Whichever lines of the entries hold the word "below" should be identified and copied.

[Collected data entries]
# # #

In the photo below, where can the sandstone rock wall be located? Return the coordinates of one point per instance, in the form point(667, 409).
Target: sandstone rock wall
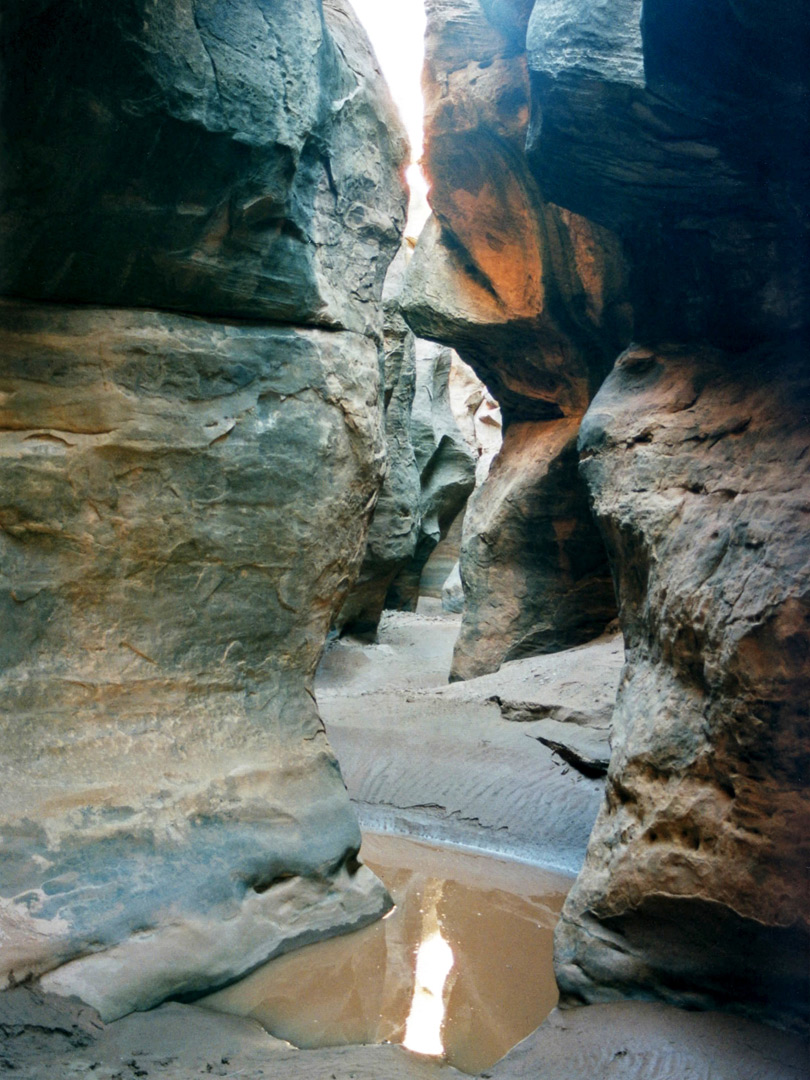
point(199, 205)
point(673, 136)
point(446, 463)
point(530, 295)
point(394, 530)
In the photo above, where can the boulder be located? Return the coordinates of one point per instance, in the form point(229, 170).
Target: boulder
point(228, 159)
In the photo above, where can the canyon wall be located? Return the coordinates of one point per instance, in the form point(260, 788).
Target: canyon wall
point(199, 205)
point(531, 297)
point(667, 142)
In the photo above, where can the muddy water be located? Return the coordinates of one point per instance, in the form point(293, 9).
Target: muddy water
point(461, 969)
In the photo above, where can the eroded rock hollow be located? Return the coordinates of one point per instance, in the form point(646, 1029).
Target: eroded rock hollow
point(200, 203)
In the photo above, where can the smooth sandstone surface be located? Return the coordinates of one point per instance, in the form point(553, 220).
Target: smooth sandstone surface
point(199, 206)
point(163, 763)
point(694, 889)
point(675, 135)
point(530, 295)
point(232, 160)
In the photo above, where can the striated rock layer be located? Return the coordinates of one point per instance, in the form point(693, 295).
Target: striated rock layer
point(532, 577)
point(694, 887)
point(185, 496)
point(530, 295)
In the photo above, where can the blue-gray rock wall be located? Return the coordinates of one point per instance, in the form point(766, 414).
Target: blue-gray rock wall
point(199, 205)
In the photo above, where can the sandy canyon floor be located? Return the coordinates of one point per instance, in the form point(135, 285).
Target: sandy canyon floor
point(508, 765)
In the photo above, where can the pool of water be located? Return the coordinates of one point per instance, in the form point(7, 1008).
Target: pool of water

# # #

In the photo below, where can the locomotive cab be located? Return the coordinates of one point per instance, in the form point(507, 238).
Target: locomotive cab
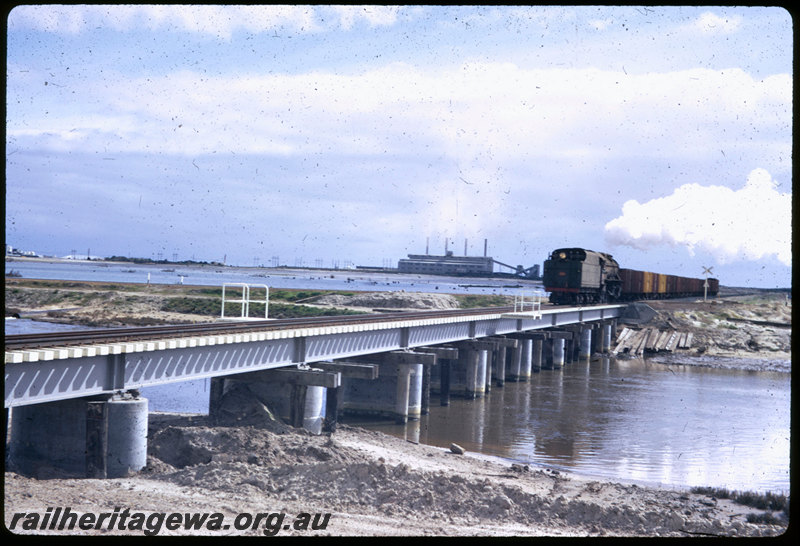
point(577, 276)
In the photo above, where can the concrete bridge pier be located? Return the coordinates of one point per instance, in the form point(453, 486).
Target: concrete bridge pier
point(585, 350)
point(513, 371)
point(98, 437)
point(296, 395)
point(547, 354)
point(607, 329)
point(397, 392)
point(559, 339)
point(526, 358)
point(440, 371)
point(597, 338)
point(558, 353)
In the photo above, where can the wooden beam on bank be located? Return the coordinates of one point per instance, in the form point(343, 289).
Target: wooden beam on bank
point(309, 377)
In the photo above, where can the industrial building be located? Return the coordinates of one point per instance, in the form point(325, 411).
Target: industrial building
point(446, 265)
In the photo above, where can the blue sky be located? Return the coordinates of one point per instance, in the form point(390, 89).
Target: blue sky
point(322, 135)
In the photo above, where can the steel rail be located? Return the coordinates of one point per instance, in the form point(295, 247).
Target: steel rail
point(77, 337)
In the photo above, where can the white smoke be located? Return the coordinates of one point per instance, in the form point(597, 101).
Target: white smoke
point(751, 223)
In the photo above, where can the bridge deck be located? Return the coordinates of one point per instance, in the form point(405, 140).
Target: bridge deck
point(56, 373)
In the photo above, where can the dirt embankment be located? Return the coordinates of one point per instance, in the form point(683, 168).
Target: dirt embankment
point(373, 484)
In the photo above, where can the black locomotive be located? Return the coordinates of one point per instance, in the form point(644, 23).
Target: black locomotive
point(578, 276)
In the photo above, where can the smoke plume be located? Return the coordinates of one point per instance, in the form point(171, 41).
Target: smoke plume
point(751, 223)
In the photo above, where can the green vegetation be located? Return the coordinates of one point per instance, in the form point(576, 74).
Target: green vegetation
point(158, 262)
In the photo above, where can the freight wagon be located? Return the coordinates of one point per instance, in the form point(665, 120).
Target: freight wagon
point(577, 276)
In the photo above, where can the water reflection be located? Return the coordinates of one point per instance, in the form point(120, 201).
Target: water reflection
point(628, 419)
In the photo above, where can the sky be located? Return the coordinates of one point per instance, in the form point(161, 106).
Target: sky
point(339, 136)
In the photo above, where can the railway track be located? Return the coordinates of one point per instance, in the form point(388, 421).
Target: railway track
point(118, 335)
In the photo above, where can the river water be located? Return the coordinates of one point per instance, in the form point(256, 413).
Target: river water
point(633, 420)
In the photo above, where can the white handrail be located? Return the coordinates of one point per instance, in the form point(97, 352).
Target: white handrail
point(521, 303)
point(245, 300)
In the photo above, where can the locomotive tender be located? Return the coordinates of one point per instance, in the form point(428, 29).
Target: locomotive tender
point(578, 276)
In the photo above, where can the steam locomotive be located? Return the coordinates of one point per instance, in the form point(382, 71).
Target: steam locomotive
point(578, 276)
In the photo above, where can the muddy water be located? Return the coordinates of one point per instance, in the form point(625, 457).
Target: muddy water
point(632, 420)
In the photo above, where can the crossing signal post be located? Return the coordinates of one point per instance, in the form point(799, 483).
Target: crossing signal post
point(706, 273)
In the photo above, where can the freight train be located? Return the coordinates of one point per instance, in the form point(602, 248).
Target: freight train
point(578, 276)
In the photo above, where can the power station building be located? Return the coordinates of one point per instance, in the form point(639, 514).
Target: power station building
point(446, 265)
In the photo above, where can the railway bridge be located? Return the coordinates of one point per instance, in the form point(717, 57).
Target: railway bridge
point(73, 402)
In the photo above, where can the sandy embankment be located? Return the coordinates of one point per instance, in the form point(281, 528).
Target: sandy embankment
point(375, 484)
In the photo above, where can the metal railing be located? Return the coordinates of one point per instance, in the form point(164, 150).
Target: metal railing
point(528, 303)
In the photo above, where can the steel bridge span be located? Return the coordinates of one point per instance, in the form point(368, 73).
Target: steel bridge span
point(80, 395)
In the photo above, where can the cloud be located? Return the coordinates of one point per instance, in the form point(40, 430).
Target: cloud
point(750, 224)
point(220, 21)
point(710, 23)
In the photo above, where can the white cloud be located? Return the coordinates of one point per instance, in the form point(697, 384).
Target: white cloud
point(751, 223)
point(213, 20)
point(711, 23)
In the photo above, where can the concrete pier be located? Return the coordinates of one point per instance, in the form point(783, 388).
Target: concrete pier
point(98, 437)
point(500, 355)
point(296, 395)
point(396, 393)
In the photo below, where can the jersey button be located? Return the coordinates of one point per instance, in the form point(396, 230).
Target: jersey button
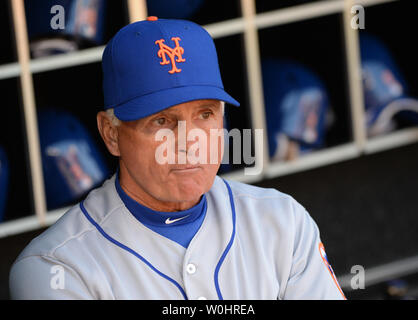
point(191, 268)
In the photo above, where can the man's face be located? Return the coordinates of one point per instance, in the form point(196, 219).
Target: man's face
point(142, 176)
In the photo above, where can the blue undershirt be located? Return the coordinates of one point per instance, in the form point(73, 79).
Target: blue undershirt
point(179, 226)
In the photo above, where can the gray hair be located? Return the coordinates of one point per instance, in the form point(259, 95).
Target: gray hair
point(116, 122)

# # #

**Expected answer**
In the photo below, where can the sandstone rock wall be located? Return the coordinates of one point per instance, in the form point(667, 409).
In the photo below, where can the locomotive cab be located? Return the coordinates of one point per instance, in the form point(507, 238).
In the photo below, where can the jersey button be located? Return the coordinates of one point per instance, in the form point(396, 230).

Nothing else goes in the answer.